* _Page extract_
Archives for posts with tag: The Book of Embraces

The Uruguayan writer Eduardo Galeano died this week. I love his writing, my favourite being The Book of Embraces. I have bought numerous copies of this title over the years, all but one of which I have given to family and friends. It is that kind of book: true to its title, it demands sharing.

The Book of Embraces defies classification, being partly prose, poetry, fiction, history and autobiography. At a very rough guess it contain more than 200 entries, the longest just two pages in length.

Some of my favourites:

Dreams at the end of the exile/1

Helena dreamed she was trying to close her suitcase and couldn’t, and she pushed down on it with both hands and knelt on it and sat on top of it and stood on top of it, and it wouldn’t budge. Mysteries and belongings gushed from the suitcase that wouldn’t close.

Grapes and wine

On his deathbed, a man of the vineyards spoke into Marcela’s ear. Before dying, he revealed his secret:

The grape,” he whispered, “is made of wine.

Marcela Perez-Silva told me this, and I thought: If the grape is made of wine, then perhaps we are the words that tell who we are.

Resurrections/1

Acute myocardial infarct, death clawing at the center of my chest. I spent two weeks sunk in a hospital bed in Barcelona. Then I sacrificed my tattered Porky 2 address book, which was falling apart, and although I could not help it, as I changed address books, I relived the years since the sacrifice of Porky 1. While I was transferring names, addresses and telephone numbers to the new book, I was also getting a clear perspective on the muddle of times and people I had been living with, a whirlwind of many deep joys and sorrows, and this was a prolonged mourning for the dead who had remained in the dead zone of my heart, and a long, much longer celebration of those still alive who fired my blood and swelled my surviving heart. And there was nothing bad and nothing odd about the fact that my heart had broken from so much use.

* _Work instruction 1_
Answer the following from the post on The Book of Embraces:
(a) What nationality does the post give for Eduardo Galeano?
(b) What did the man of the vineyards whisper to Marcela before dying?
(c) In which city was the hospital bed where two weeks were spent?
* _Work instruction 2_
List every form of writing that the post on The Book of Embraces says the book is partly made of.
* _Work instruction 3_
Write out the passage of the post on The Book of Embraces starting at "Grapes and wine" and ending at "who we are.".

* _Supplied material_
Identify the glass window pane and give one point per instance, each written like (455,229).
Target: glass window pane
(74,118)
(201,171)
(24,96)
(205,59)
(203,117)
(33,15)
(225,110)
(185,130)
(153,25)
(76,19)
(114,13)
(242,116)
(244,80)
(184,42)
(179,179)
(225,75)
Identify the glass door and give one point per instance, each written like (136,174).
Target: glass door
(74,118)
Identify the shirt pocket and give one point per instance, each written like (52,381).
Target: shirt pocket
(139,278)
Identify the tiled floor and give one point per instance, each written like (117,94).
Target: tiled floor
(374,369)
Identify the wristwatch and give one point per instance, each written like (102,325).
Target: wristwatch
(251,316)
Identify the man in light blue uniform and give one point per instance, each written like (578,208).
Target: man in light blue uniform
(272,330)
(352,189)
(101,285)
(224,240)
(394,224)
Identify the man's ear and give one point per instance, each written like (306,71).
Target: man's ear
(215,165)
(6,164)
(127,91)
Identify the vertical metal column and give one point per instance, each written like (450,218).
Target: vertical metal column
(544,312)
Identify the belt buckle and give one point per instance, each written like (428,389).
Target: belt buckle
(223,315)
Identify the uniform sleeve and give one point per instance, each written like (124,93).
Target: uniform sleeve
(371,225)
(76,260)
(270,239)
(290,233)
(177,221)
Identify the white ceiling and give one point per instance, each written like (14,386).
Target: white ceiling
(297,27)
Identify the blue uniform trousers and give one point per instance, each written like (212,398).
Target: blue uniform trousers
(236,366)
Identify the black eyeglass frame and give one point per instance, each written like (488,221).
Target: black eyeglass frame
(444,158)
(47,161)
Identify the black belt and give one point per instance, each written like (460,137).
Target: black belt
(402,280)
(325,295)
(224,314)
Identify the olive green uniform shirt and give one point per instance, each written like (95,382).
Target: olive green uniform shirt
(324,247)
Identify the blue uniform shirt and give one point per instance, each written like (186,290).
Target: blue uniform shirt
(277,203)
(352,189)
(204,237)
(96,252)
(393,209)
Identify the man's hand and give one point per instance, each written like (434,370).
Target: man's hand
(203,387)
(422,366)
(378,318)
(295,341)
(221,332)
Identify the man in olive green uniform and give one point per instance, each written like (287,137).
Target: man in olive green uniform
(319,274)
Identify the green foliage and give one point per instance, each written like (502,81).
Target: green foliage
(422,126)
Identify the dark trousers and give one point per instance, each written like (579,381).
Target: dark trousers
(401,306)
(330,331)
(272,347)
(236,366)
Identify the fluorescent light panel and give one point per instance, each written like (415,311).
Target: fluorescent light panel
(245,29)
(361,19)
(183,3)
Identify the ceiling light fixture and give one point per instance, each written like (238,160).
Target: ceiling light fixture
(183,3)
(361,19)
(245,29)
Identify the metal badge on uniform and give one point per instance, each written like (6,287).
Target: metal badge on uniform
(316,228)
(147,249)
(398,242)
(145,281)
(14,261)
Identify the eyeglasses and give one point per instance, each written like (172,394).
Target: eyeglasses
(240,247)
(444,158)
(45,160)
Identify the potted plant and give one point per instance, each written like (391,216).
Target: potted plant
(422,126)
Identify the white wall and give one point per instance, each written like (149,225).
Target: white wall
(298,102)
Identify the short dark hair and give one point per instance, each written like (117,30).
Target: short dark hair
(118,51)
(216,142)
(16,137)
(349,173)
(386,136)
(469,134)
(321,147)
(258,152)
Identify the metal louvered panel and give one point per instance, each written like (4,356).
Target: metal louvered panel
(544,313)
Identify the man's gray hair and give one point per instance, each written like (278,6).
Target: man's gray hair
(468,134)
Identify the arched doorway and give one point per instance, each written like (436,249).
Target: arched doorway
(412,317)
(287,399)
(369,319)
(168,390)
...
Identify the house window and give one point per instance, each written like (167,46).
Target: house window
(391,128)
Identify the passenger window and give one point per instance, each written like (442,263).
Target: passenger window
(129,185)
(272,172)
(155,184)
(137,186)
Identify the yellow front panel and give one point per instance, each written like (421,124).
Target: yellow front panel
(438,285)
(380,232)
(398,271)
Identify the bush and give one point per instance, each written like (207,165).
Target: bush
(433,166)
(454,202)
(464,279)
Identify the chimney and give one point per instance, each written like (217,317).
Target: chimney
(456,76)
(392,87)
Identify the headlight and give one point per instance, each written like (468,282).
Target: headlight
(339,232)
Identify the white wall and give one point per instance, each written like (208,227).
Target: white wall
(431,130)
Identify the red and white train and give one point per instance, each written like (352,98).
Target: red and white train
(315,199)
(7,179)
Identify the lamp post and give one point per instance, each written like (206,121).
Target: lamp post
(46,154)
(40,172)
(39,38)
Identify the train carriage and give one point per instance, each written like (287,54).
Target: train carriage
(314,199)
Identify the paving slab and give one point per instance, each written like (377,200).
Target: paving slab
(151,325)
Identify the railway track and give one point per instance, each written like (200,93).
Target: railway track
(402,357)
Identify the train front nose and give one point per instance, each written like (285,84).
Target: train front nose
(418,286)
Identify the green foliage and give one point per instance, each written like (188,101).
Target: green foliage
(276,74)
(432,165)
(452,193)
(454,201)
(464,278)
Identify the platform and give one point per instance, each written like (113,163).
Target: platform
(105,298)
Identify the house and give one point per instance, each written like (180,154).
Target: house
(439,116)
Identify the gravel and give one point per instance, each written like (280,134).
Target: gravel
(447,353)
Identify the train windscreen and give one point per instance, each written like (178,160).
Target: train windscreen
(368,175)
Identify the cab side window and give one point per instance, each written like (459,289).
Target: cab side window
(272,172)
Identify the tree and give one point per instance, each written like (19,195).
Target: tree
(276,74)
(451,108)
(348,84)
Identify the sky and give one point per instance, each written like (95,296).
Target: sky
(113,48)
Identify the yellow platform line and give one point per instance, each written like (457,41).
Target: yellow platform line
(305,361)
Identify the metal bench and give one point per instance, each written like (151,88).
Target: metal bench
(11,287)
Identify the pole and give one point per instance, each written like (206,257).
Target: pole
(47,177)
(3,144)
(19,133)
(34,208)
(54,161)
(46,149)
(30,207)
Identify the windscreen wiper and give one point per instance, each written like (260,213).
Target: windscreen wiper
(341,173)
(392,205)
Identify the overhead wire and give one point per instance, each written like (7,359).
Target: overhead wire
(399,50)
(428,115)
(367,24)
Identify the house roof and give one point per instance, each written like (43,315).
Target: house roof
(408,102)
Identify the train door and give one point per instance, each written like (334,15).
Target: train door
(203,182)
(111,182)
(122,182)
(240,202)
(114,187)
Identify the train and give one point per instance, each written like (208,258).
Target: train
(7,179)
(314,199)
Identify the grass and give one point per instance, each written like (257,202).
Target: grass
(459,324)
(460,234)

* _Your solution 1_
(a) Uruguayan.
(b) That the grape is made of wine.
(c) Barcelona.

* _Your solution 2_
Prose, poetry, fiction, history, autobiography.

* _Your solution 3_
Grapes and wine

On his deathbed, a man of the vineyards spoke into Marcela’s ear. Before dying, he revealed his secret:

The grape,” he whispered, “is made of wine.

Marcela Perez-Silva told me this, and I thought: If the grape is made of wine, then perhaps we are the words that tell who we are.